CategoryIndex::getExportDataForIds()

To finish partial exports, we need to implement the last unimplemented method in CategoryIndex – to return all categories by their identifiers. We may also use an already existing method from CategoryRepository.

/**
 * @param int $domainId
 * @param array $restrictToIds
 * @return array
 */
public function getExportDataForIds(int $domainId, array $restrictToIds): array
{
    $categories = $this->categoryRepository->getCategoriesByIds($restrictToIds);

    $domainConfig = $this->domain->getDomainConfigById($domainId);
    $locale = $domainConfig->getLocale();
    foreach ($categories as $category) {
        $result[$category->getId()] = $this->convertToElastic($category, $domainId, $locale);
    }
    return $result;
}

Export only changed categories

Now, when we have a way to export partial data, we can extend the functionality even more and allow to export only changed categories. For this purpose, we need our index to implement \Shopsys\FrameworkBundle\Component\Elasticsearch\IndexSupportChangesOnlyInterface interface and add two more methods: CategoryIndex::getChangedCount() and CategoryIndex::getChangedIdsForBatch().

Note

You will need to implement some way to distinguish changed categories.
For this purpose, you can, for example, add a new attribute to an entity or implement some sort of queue.

CategoryIndex::getChangedIdsForBatch()

☆ ☆ ☆ ☆ ☆ ☆ ☆

### YOUR GOAL
In the excerpt on exporting categories, which two methods must be added so the index can export only changed categories? You won't need the data that follows for this.

Dataset rows showing where objects appear
☆ ☆ ☆ ☆ ☆ ☆ ☆

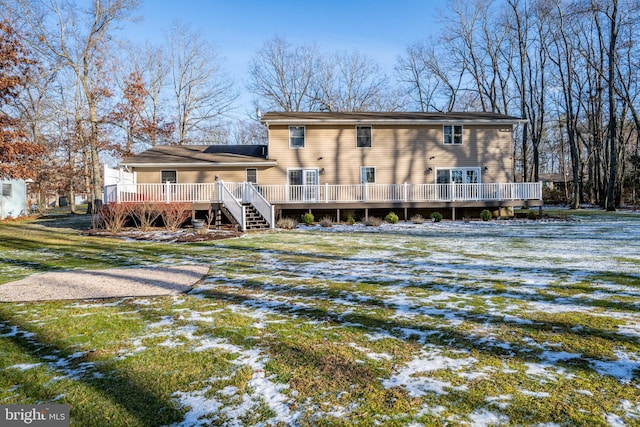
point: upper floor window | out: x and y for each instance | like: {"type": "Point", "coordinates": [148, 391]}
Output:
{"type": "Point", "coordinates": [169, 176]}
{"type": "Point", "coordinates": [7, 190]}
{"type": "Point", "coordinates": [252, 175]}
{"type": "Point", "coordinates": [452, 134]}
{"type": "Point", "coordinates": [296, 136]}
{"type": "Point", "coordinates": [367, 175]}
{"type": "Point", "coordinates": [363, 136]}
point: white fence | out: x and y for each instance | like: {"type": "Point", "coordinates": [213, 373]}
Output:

☆ ☆ ☆ ☆ ☆ ☆ ☆

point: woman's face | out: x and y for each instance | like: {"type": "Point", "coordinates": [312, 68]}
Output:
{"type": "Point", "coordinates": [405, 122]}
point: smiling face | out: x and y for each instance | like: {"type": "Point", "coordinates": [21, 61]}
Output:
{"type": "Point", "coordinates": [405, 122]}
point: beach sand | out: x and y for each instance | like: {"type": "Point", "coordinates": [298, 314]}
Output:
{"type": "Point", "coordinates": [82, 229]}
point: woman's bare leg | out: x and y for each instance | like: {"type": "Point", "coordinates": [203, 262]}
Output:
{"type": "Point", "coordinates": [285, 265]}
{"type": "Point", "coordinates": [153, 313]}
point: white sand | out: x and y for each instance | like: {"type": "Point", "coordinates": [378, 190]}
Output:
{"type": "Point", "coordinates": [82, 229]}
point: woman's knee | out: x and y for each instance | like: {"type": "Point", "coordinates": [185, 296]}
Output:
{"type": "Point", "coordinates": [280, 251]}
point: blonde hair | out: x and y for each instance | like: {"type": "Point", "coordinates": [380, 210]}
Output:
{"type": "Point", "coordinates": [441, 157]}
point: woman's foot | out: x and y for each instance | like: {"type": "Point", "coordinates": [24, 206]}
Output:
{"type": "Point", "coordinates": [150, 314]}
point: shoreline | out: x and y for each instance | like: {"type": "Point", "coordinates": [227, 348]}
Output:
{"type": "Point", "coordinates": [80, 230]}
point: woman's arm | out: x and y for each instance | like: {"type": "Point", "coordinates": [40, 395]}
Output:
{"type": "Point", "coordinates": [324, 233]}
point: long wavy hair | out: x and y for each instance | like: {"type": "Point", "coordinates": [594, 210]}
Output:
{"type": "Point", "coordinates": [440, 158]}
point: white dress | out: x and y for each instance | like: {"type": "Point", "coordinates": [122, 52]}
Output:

☆ ☆ ☆ ☆ ☆ ☆ ☆

### CORRECT RESULT
CategoryIndex::getChangedCount() and CategoryIndex::getChangedIdsForBatch().